(begin)

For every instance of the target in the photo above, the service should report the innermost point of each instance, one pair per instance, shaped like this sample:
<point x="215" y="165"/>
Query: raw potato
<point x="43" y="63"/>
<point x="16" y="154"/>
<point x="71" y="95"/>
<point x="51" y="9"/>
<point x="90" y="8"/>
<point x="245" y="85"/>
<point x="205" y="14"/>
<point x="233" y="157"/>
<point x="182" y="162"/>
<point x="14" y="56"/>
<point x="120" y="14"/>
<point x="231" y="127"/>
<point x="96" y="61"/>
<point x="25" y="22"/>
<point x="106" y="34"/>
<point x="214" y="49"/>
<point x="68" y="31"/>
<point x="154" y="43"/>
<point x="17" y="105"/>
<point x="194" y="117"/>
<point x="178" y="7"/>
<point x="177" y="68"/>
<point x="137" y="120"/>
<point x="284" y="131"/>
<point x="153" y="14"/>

(end)

WHAT IS NEEDED: Put every line of the entries above into a JSON list of strings, one string per line, and leave out any blank lines.

WORKED ANSWER:
[
  "For every instance of the target in the photo above, the service should report the innermost point of each instance, one pair per instance, shaped like this sample:",
  "<point x=\"215\" y=\"165\"/>",
  "Query: raw potato",
  "<point x=\"43\" y=\"63\"/>",
  "<point x=\"16\" y=\"154\"/>",
  "<point x=\"71\" y=\"95\"/>",
  "<point x=\"51\" y=\"9\"/>",
  "<point x=\"90\" y=\"8\"/>",
  "<point x=\"245\" y=\"85\"/>",
  "<point x=\"205\" y=\"14\"/>",
  "<point x=\"233\" y=\"157\"/>",
  "<point x=\"182\" y=\"162\"/>",
  "<point x=\"14\" y=\"56\"/>",
  "<point x=\"120\" y=\"14\"/>",
  "<point x=\"231\" y=\"127\"/>",
  "<point x=\"96\" y=\"61\"/>",
  "<point x=\"25\" y=\"22\"/>",
  "<point x=\"106\" y=\"34\"/>",
  "<point x=\"214\" y=\"49\"/>",
  "<point x=\"68\" y=\"31\"/>",
  "<point x=\"154\" y=\"43\"/>",
  "<point x=\"17\" y=\"105\"/>",
  "<point x=\"194\" y=\"117\"/>",
  "<point x=\"178\" y=\"7\"/>",
  "<point x=\"177\" y=\"68\"/>",
  "<point x=\"137\" y=\"120\"/>",
  "<point x=\"284\" y=\"131\"/>",
  "<point x=\"153\" y=\"14\"/>"
]